» Provided passage:
☆ ☆ ☆

The claimed property is collaborative model improvement without sharing raw proprietary data, with secure aggregation hiding any individual company's model updates from the orchestrator. The consortium's own privacy write-up describes the secure-aggregation guarantee as k-anonymity-like: it makes attributing a given contribution to a specific partner difficult, rather than providing a formal differential-privacy bound. (Deployment-backed — Privacy @ MELLODDY; Substra privacy strategy.)

Crucially, the protected artifacts are raw datasets and individual model updates. The shared model and the aggregate gradients are still computed and exchanged.

Limitations

What FL plus secure aggregation did not fully protect, stated candidly by the project and independent analysts:

  • Federated learning alone is not a privacy guarantee. Model updates and the trained model can leak information about training data; secure aggregation hides individual contributions but does not eliminate gradient- and model-level leakage. The MELLODDY privacy team explicitly acknowledges ongoing gradient/model leakage as a residual concern. (Deployment-backed / literature-backed — Privacy @ MELLODDY.)

☆ ☆ ☆

Extend the passage above on privacy protections and limitations in MELLODDY's federated learning, picking up after its last sentence.

» Data below:

☆ ☆ ☆

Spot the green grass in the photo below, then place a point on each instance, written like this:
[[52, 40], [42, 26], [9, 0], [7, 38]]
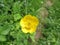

☆ ☆ ☆

» Response to this task:
  • Differential privacy was considered but found impractical here. The team reports that adding DP, while effective in theory against membership inference, caused unacceptable accuracy loss for drug-discovery models, so a formal DP bound was not adopted. The result is feasibility and utility, but without a composed DP guarantee. (Deployment-backed — Privacy @ MELLODDY.)
  • Secure aggregation's guarantee is informal. A "k-anonymity-like" property is weaker and less composable than differential privacy, and depends on assumptions about non-collusion among parties. (Literature-backed — independent analysis by CrySyS Lab, Collaborative Drug Discovery: Inference-level Data Protection Perspective, arXiv 2205.06506.)
  • Feasibility is not generality. A 4% average accuracy gain on QSAR-style tasks across these specific partners does not prove FL helps every discovery task, nor that it protects every category of proprietary information. (Expert judgment, consistent with the project's own framing.)

Builder Lessons

  • Separate "we did not share raw data" from "the data is private." MELLODDY's honesty is the lesson: FL keeps raw data home and secure aggregation hides individual updates, but neither bounds what the shared model leaks. Name the residual leakage explicitly.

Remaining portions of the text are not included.